[Data excerpts]
═══
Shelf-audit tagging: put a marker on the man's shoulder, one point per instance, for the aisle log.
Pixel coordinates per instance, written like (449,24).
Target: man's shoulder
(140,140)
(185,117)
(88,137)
═══
Work instruction ▸
Nothing in the entries may be left out; each line is to be output exactly.

Task response ▸
Shelf-audit tagging: put a marker on the man's shoulder, one point per instance, for the aisle log.
Pixel coordinates per instance, written like (449,24).
Target: man's shoulder
(140,140)
(185,117)
(88,137)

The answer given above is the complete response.